Records taken from a collection
'''

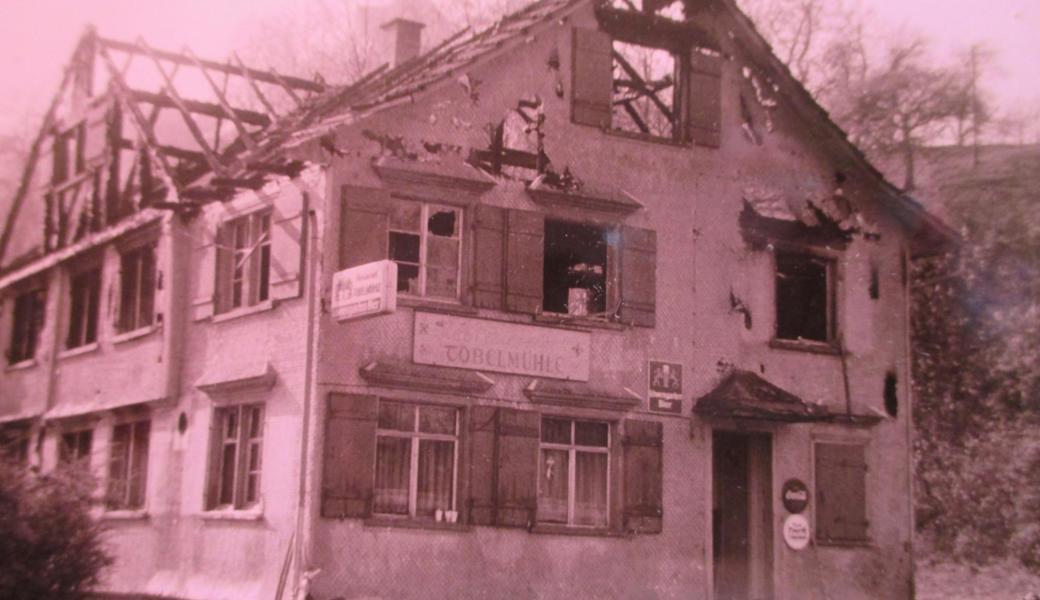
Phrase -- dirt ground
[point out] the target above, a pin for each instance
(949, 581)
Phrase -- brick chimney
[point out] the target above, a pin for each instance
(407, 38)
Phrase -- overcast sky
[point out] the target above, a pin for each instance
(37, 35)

'''

* WHAT THE TASK ASKS: Please copy every line of the records above word for word, leaving out the pictures.

* TASK RESULT:
Phrase -- dirt ground
[point out] the target above, a pin for each instance
(949, 581)
Phrase -- brick chimney
[point out] the target above, a pin for each instance
(407, 38)
Phrase -- overcast sky
[point out] the target above, a pin for each instance
(37, 35)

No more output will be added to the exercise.